------ Data to examine

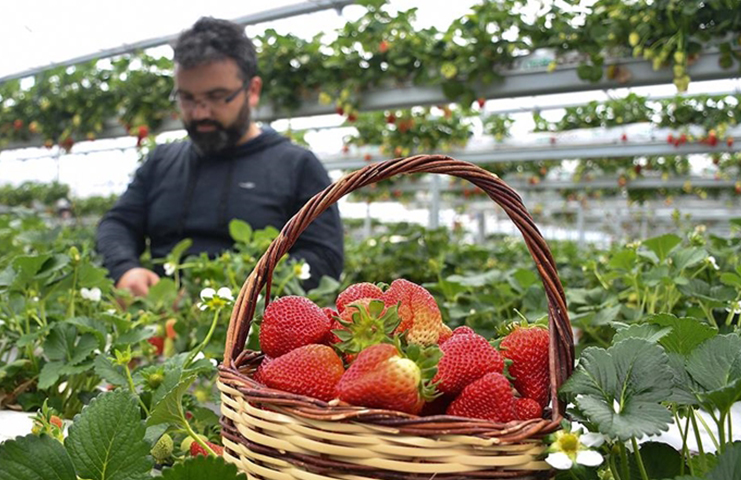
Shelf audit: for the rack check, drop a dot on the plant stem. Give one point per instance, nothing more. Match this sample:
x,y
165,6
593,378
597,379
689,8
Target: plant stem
x,y
203,344
624,458
700,449
639,459
198,439
133,389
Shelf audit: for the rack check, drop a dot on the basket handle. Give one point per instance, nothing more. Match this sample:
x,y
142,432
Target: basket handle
x,y
561,336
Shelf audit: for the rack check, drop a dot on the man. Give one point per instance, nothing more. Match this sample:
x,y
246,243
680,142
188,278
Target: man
x,y
229,168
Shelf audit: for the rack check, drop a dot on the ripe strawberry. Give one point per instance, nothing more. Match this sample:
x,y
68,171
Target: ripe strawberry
x,y
466,358
419,313
527,408
356,292
488,398
170,328
311,370
196,449
527,347
363,323
291,322
382,378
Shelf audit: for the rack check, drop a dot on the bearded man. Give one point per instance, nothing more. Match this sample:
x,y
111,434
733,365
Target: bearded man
x,y
228,168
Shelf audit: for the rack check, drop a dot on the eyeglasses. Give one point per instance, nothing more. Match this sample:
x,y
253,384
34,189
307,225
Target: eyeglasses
x,y
212,100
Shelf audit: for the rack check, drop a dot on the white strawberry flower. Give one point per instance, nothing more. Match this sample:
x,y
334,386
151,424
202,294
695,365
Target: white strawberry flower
x,y
711,261
169,268
302,271
92,294
212,299
572,447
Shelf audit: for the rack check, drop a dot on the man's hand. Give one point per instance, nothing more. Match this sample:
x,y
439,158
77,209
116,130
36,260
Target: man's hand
x,y
138,281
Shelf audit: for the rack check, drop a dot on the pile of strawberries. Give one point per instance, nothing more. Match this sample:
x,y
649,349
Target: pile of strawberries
x,y
391,350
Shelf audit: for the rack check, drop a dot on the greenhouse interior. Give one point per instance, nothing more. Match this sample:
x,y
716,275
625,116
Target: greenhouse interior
x,y
371,239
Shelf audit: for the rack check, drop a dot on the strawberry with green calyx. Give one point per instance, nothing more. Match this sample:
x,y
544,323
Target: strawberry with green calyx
x,y
527,348
363,323
383,377
466,357
488,398
196,449
291,322
312,370
356,292
162,450
420,316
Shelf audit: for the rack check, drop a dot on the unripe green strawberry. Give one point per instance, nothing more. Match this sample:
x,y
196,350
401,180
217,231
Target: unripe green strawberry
x,y
488,398
196,449
292,322
311,370
420,316
162,449
356,292
380,377
527,347
466,358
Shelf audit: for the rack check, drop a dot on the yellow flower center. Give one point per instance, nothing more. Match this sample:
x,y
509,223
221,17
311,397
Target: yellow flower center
x,y
568,443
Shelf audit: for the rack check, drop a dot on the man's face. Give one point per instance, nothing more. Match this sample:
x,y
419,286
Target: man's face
x,y
215,104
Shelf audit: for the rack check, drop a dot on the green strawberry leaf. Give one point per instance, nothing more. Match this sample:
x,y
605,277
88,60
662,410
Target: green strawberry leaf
x,y
651,333
169,409
715,366
113,374
686,333
106,441
688,257
35,458
65,345
620,389
202,467
662,245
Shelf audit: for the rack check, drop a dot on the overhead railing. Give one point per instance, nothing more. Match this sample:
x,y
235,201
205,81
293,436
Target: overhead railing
x,y
270,15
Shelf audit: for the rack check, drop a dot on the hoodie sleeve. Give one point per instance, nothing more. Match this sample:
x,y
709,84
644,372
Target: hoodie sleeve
x,y
321,245
121,232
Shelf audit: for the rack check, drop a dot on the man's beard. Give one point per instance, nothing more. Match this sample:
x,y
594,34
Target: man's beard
x,y
222,138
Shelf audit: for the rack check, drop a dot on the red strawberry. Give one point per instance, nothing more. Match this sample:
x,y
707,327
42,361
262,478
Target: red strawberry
x,y
488,398
527,408
381,378
356,292
466,358
196,449
159,344
463,330
418,311
527,347
291,322
170,328
311,370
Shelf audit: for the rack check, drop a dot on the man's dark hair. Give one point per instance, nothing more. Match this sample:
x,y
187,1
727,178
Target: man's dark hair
x,y
211,39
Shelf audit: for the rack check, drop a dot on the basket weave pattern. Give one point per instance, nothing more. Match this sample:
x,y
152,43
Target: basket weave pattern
x,y
272,434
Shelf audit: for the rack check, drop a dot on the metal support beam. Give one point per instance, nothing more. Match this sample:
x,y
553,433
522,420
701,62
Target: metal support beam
x,y
273,14
434,220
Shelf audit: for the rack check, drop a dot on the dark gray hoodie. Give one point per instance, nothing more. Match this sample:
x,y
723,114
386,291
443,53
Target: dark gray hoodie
x,y
179,194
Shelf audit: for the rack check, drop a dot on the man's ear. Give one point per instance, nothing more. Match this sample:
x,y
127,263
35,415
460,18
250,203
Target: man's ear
x,y
253,91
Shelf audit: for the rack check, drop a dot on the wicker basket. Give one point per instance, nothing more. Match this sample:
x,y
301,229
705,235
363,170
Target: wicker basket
x,y
270,434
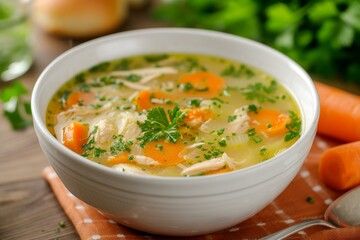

------------

- [Work request]
Images stay out; everything else in the records must be given again exactly.

- [Solution]
Shelf audit: for the rack check, drop a dot on the plant stem. Give one point per instance, nothing more. Match this sample:
x,y
165,6
593,378
597,379
689,8
Target: plant stem
x,y
203,344
624,458
700,449
639,459
198,439
133,389
Shelf audit: for the rack check, drop a dot on the basket handle. Give one point per instance, nothing more. Match this sample:
x,y
142,432
Target: basket handle
x,y
561,336
Shelf audit: for the rack check, drop a dot on the man. Give one point per instance, nothing more. Match this sample:
x,y
246,243
680,142
188,278
Target: man
x,y
229,168
Shelf audit: for the rack check, drop a dot on the ripe strawberry. Give one point per instance, nothing more. Match this sample:
x,y
68,171
Target: ripe strawberry
x,y
466,358
419,313
527,408
356,292
488,398
170,328
311,370
196,449
527,347
363,323
291,322
382,378
Shelf audit: for the rack check, drop a dot on the bearded man. Give one point per instance, nothing more. Match this sample:
x,y
111,434
733,365
Target: bearded man
x,y
228,168
Shelf audit: for the rack check, drop a dot on the eyeglasses. Give one point per instance, nothing more. Match this sample:
x,y
253,384
34,189
307,225
Target: eyeglasses
x,y
212,100
Shelf audit: for the rack check, drop a dot on the white strawberry flower. Give one point per instance, nothing more. Match this sample:
x,y
334,386
151,424
202,294
695,365
Target: white strawberry flower
x,y
711,261
169,268
302,271
92,294
212,299
572,447
Shelf audit: for the rack check, drop a dot on the man's hand. Give one point per instance, nothing more. Match this sample:
x,y
439,158
77,209
116,130
36,260
Target: man's hand
x,y
138,281
Shelf audit: for the rack check, drop a dot on the pile of strawberries. Give one point per instance, nothing more. Match this sample:
x,y
649,349
Target: pile of strawberries
x,y
391,350
Shelf audit: for the rack check, drop a dot on the greenhouse interior. Give one point per instance, nothing more. Match this sample:
x,y
716,275
625,116
Target: greenhouse interior
x,y
371,239
Shelf audit: for the rack check, drop a dot on the strawberry with green calyx. Give one point per instance, nothing more. Match this sample:
x,y
544,323
Target: strawberry with green calyx
x,y
527,348
363,323
383,377
466,357
488,398
196,449
291,322
312,370
356,292
162,450
420,316
Shelf audit: for the rack check, drop a dot on the unripe green strawberry. Give one point per instance, nothing more. Match this sample:
x,y
196,350
401,180
217,231
Target: unripe green strawberry
x,y
488,398
196,449
292,322
311,370
420,316
162,449
356,292
380,377
527,347
466,358
Shelf audit: for the rack check, drop a dot on the yellow flower center. Give one point per instance, nothing more. Match this sample:
x,y
509,223
221,17
311,397
Target: yellow flower center
x,y
568,443
Shelf audit: for the rack check, drop a dot on the man's face. Give one point per instance, nothing more. Match this sample:
x,y
419,286
Target: man's face
x,y
215,104
Shelf audit: for the rack check, drop a dot on the green strawberry leaf. Give one point per instance, nothing more. Match this sample:
x,y
605,277
88,60
662,410
Target: green strawberry leaf
x,y
651,333
169,409
715,366
113,374
686,333
106,441
688,257
35,458
65,345
620,389
202,467
662,245
Shelf audit: for the rack check, drop a dot on the overhead railing. Give one point per instance, nothing more. Match this sample:
x,y
235,201
205,81
293,436
Target: overhead railing
x,y
270,15
Shelf audit: for the rack check, drop a dot on the hoodie sleeve. Give one point per instance, nothing more. Match this sample:
x,y
709,84
644,372
Target: hoodie sleeve
x,y
321,245
121,232
Shelf audit: for the rack check, drop a dot on the man's beard. Give one point per instance, nothing more. Match this sample:
x,y
594,34
Target: man's beard
x,y
222,138
Shelf audit: for the rack check, drop a dot on the red strawberry. Give one point per instance, nothing more. Match this sample:
x,y
707,327
42,361
262,478
Target: red strawberry
x,y
488,398
527,408
381,378
356,292
466,358
196,449
159,344
463,330
418,311
527,347
291,322
170,328
311,370
Shelf audit: for the rack check, drop a dot on the man's dark hair. Give one point per instance, nothing more. Match this sample:
x,y
187,1
727,178
Target: man's dark hair
x,y
211,39
Shelf audit: for the rack check, drop a dot on the basket weave pattern. Give one point per instance, nothing more. Match this sample:
x,y
152,43
Target: basket weave pattern
x,y
272,434
Shelf audit: for the rack check, drop a dot on the metal support beam. Give one point per instance, nothing more. Match this sample:
x,y
553,433
522,420
701,62
Target: metal support beam
x,y
273,14
434,220
Shelf audit: for the rack check, drop a dot on the dark gray hoodie. Give one point per instance, nothing more. Match this sample:
x,y
723,114
386,291
443,53
Target: dark gray hoodie
x,y
179,194
Shelf audit: for the rack check, drop a dot on the man's ear. Give one point per instance, nothing more. Match this sample:
x,y
127,263
35,415
460,18
250,203
Target: man's ear
x,y
253,91
Shelf audit: for the rack check, drop a dot on the wicker basket. Give one point per instance, nothing more. Match this sample:
x,y
301,229
705,235
363,170
Target: wicker basket
x,y
270,434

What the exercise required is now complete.